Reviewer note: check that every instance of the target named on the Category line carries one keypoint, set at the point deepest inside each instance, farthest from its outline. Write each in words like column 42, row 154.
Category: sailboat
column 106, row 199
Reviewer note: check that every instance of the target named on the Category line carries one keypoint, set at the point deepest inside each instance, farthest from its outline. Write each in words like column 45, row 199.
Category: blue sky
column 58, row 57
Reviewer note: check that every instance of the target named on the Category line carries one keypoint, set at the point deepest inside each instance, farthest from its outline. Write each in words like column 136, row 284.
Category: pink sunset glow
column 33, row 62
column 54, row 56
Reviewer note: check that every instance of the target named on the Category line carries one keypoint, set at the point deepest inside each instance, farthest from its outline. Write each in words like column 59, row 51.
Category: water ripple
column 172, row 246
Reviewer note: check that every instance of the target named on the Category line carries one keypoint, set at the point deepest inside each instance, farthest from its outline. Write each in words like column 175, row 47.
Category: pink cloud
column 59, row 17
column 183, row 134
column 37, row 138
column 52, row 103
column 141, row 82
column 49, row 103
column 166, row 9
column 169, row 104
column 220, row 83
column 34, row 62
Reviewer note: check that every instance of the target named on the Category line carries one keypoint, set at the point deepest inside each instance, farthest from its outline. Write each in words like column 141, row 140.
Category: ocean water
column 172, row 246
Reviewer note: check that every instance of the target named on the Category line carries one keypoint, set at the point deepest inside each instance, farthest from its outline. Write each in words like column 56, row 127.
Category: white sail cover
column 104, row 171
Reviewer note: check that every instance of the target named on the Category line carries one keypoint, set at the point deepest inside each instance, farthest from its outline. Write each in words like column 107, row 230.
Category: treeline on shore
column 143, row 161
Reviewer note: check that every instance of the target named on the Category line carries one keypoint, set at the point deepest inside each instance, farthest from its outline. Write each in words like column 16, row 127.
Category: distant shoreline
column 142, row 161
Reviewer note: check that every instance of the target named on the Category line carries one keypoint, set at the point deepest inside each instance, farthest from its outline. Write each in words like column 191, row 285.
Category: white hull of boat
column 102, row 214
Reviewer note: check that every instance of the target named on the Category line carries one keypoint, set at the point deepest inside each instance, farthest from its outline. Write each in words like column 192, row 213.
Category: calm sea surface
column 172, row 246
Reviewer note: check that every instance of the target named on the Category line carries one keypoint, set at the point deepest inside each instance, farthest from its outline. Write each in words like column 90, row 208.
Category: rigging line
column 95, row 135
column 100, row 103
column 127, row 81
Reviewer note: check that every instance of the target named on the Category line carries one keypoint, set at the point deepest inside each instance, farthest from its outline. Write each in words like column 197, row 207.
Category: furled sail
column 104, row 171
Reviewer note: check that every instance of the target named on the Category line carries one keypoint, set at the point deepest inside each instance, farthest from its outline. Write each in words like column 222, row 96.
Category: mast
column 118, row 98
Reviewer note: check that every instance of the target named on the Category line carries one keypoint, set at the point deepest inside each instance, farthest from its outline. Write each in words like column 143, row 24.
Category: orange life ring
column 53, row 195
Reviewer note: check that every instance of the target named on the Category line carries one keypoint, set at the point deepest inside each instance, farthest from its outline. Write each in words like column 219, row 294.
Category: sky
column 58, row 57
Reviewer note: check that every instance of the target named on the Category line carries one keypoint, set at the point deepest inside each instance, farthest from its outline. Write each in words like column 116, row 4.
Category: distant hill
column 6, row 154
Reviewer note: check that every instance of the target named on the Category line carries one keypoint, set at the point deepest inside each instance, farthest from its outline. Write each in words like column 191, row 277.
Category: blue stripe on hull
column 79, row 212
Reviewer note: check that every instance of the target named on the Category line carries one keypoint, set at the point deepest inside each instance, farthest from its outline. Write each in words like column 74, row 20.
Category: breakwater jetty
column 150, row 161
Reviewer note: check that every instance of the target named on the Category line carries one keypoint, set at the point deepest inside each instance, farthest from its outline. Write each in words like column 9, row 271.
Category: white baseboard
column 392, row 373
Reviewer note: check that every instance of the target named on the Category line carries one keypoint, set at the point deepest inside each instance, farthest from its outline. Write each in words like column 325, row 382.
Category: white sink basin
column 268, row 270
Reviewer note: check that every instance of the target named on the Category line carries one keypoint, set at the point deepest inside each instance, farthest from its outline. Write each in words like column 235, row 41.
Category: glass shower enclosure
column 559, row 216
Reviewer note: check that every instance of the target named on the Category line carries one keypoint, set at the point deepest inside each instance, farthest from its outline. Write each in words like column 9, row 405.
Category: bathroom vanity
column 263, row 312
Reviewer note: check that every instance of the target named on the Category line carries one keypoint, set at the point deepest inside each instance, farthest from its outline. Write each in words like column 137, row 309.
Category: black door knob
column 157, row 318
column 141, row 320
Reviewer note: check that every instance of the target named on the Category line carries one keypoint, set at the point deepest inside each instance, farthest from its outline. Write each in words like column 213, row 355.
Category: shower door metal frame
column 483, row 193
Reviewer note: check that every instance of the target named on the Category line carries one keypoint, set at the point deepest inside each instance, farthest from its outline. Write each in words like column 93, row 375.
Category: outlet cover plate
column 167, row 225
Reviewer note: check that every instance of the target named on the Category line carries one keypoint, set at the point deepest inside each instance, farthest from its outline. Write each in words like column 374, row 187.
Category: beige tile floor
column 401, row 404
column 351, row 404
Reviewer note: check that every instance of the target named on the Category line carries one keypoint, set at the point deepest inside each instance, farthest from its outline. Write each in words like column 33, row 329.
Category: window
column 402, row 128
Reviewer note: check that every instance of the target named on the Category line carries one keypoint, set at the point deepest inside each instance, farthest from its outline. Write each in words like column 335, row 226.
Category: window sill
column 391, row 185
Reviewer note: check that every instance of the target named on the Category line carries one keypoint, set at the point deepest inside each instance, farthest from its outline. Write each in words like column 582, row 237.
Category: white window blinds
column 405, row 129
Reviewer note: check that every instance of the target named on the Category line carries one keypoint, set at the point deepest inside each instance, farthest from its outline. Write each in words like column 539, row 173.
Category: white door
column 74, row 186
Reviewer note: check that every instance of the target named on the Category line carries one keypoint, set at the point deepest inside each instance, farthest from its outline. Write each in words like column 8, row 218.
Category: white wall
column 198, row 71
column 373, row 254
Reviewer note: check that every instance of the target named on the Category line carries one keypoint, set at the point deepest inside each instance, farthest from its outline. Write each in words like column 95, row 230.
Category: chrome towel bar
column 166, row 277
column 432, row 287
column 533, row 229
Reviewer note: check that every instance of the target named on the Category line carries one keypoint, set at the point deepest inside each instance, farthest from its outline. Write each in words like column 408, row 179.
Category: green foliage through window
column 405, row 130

## Required action
What you give back should be only the lines of the records above, starting at the line with "Category: beige tile floor" and ending at the line with "8, row 218.", restated word for word.

## Reply
Category: beige tile floor
column 401, row 404
column 351, row 404
Reviewer note: check that every instance of the target named on the Category line carries one keypoint, set at the point deepest inside each instance, farthest from its outline. Write each in words like column 33, row 329.
Category: window
column 402, row 128
Reviewer note: check that every instance of the target named on the Category line carries one keypoint, set at the point deepest inside each instance, farthest from its outline. Write each in words like column 335, row 226.
Category: window sill
column 391, row 185
Reviewer note: check that every instance of the target named on the Category line carries one keypoint, set at the point deepest inside each instance, farthest from its outline. Write each in words like column 582, row 237.
Category: white window blinds
column 405, row 129
Reviewer note: check that every instance of the target named on the Category line carries one keypoint, set at the point deepest inside each instance, farthest from its outline. Write each in words like column 539, row 173.
Category: white door
column 74, row 186
Reviewer note: check that every instance of the target named on the Category line carries one keypoint, set at the point deepest inside each instance, farthest from its outline. Write each in words like column 8, row 218.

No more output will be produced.